_SOURCE MATERIAL_
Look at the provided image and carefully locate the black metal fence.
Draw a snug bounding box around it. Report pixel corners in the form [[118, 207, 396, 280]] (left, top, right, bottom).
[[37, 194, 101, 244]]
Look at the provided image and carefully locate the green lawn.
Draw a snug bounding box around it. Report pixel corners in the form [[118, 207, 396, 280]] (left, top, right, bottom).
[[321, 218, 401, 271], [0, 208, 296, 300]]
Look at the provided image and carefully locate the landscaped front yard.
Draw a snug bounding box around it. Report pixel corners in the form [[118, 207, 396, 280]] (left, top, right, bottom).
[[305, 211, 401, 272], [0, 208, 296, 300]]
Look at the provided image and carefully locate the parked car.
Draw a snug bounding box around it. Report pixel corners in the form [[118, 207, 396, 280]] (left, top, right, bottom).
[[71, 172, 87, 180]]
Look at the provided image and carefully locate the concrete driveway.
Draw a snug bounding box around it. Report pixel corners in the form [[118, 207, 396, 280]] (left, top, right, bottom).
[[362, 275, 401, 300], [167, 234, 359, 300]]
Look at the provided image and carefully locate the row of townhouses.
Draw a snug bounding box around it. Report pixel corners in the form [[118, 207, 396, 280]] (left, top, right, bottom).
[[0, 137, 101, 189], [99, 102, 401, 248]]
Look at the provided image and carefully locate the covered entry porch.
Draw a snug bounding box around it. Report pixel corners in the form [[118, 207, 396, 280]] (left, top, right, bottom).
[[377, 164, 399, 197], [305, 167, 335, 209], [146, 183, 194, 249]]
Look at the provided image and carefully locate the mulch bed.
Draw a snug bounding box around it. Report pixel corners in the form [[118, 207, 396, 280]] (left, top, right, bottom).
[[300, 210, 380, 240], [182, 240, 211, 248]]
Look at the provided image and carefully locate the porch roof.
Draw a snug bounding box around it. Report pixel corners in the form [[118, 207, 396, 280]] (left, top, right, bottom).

_TO DO_
Each record is to be retyped exactly as written.

_ANSWER BOX_
Look at the provided image and carefully locate the black metal fence.
Draw a snug bounding box around it. Report pixel corners in the form [[118, 207, 396, 280]] (left, top, right, bottom).
[[37, 194, 101, 244]]
Look at the provided image and carefully locate the green lawn.
Draw a snug bounding box around it. Report pixel corners in the form [[118, 207, 396, 280]] (left, top, right, bottom).
[[321, 218, 401, 271], [0, 208, 296, 300]]
Look at the provided image and carefully locate the landscaped front yard.
Draw a snug bounding box around it. Report pixel corners in the form [[118, 207, 396, 280]] (left, top, right, bottom).
[[305, 211, 401, 272], [0, 208, 296, 300]]
Look at the provided image and carefully locate the parked car.
Draw a snug bounding box around it. Report pixel corners in the form [[118, 207, 396, 280]] (left, top, right, bottom).
[[71, 172, 87, 180]]
Look at the provided image and carefully locate the concrete driveway.
Draw a snug bounding box around it. Report pixel corners in the form [[118, 207, 396, 280]] (left, top, right, bottom).
[[362, 275, 401, 300], [167, 234, 359, 300]]
Look at the provided image and carefully locate the row of townhouses.
Draw a snug bounding box around it. Report pixel corners in the form [[118, 207, 396, 280]] (left, top, right, bottom).
[[0, 137, 101, 189], [99, 102, 401, 248]]
Look at the provided image and carefully locate the covered entry porch.
Draw a snug bounding box around it. Report pixel corners in the form [[118, 207, 396, 280]] (left, top, right, bottom).
[[377, 164, 399, 197], [305, 167, 335, 209], [146, 183, 194, 249]]
Look at the provided image and carefully locate the mulch bed.
Draw a snug bounding box around it. Report pixel corners in the form [[118, 207, 396, 280]] (left, top, right, bottom).
[[300, 210, 380, 240], [182, 240, 211, 248]]
Look at the provided image and carefully locate the porch roof.
Draw a snug bounding box around it. Report pixel corners in the form [[118, 207, 396, 280]] (left, top, right, bottom).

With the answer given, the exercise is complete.